+++ DATA +++

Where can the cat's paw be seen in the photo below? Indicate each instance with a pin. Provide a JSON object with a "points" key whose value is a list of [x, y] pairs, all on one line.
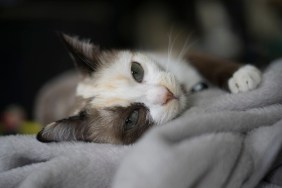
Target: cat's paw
{"points": [[245, 79]]}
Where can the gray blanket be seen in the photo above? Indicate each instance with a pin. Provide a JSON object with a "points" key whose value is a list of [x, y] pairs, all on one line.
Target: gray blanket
{"points": [[225, 140]]}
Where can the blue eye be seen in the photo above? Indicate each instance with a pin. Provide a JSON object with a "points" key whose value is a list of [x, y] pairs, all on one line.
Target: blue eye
{"points": [[137, 71], [131, 120]]}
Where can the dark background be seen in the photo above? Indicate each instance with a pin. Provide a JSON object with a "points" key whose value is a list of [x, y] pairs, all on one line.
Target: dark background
{"points": [[31, 52]]}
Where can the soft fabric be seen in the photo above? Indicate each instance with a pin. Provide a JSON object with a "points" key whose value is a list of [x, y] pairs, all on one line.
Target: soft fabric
{"points": [[224, 140]]}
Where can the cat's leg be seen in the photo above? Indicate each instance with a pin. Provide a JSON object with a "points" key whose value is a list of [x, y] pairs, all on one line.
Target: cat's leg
{"points": [[245, 79], [232, 76]]}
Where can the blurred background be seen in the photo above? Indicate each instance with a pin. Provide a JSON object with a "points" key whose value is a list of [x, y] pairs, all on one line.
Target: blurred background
{"points": [[31, 53]]}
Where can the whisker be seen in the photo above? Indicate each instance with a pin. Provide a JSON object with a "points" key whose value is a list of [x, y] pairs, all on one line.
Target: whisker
{"points": [[170, 48], [185, 47]]}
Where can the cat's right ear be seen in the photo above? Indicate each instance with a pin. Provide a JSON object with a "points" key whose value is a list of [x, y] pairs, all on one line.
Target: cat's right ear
{"points": [[84, 53]]}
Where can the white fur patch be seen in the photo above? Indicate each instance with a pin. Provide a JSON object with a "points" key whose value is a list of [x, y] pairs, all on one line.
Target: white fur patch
{"points": [[113, 85], [245, 79]]}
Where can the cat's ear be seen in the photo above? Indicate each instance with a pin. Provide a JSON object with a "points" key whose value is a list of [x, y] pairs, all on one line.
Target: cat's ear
{"points": [[72, 128], [84, 53]]}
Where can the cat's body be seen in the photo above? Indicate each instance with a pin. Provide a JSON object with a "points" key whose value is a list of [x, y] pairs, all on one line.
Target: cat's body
{"points": [[123, 93]]}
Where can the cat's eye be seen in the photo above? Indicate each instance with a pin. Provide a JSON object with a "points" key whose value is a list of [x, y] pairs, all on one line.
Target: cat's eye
{"points": [[131, 120], [137, 71]]}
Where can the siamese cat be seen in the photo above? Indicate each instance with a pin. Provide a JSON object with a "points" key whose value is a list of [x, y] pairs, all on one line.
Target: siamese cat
{"points": [[123, 93]]}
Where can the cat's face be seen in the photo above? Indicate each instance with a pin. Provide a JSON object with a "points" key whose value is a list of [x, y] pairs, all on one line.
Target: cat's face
{"points": [[122, 94]]}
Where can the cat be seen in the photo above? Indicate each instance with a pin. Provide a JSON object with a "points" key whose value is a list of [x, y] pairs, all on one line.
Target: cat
{"points": [[123, 93]]}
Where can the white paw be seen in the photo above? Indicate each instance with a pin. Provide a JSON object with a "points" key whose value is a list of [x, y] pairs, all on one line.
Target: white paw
{"points": [[245, 79]]}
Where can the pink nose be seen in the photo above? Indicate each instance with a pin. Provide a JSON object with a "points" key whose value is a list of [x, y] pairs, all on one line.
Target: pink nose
{"points": [[168, 96]]}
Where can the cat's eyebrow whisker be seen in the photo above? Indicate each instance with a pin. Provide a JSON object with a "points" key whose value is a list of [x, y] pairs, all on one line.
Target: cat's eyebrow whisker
{"points": [[170, 48], [185, 48]]}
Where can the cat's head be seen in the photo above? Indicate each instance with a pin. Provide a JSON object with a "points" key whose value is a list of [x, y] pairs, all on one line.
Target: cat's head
{"points": [[121, 95]]}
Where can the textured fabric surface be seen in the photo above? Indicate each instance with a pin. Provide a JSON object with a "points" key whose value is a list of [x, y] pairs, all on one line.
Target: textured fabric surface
{"points": [[224, 140]]}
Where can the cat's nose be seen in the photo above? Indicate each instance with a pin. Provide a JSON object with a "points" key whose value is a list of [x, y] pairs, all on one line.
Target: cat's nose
{"points": [[168, 96]]}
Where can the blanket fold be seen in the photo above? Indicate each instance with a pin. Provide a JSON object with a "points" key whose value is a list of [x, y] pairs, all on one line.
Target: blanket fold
{"points": [[224, 140]]}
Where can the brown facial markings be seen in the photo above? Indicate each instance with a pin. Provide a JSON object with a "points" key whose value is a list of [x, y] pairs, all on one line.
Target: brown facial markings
{"points": [[107, 125], [128, 135]]}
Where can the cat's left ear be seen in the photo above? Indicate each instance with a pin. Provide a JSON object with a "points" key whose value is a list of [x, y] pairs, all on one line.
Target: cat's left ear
{"points": [[84, 53]]}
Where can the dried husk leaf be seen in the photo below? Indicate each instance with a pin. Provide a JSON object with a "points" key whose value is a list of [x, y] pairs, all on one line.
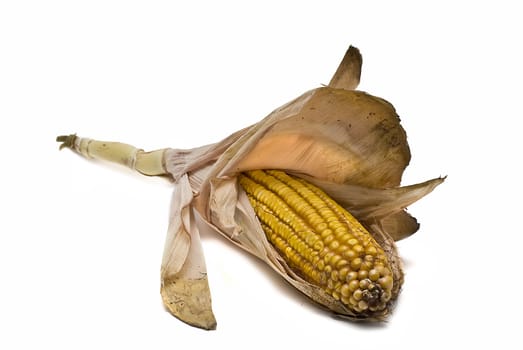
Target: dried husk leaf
{"points": [[348, 143]]}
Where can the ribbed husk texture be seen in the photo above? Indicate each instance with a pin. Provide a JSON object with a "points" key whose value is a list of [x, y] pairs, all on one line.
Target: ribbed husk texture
{"points": [[347, 142]]}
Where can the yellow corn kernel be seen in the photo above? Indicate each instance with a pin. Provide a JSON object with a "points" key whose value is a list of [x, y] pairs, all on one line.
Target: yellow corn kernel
{"points": [[320, 240]]}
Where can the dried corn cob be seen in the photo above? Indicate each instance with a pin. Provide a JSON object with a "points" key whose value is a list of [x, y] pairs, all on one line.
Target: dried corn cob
{"points": [[320, 240]]}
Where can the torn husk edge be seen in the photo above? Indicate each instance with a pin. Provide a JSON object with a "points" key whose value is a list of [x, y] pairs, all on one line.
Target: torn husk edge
{"points": [[205, 181]]}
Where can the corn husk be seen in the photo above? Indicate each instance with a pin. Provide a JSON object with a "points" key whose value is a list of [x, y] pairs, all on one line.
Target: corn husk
{"points": [[347, 142]]}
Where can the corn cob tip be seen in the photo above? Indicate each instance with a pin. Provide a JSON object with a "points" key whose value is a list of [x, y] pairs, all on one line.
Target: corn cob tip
{"points": [[321, 241]]}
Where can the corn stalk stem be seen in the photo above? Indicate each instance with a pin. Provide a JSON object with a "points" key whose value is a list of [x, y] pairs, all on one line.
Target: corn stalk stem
{"points": [[147, 163]]}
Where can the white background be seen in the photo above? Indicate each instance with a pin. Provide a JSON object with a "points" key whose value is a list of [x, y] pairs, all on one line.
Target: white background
{"points": [[81, 242]]}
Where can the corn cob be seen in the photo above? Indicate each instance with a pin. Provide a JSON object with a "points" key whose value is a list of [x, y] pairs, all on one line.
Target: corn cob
{"points": [[321, 241]]}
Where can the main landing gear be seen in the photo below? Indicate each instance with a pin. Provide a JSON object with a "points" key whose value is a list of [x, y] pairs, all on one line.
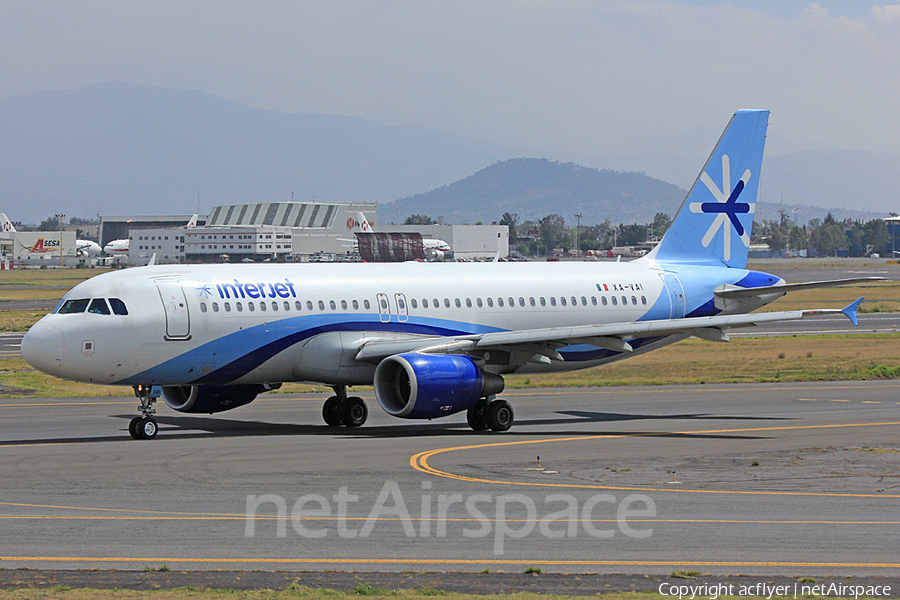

+++

- WHAT THE TASK ASKS
Your answer must be a single number: how many lines of the entries above contain the string "below".

- ANSWER TO THE PROBLEM
3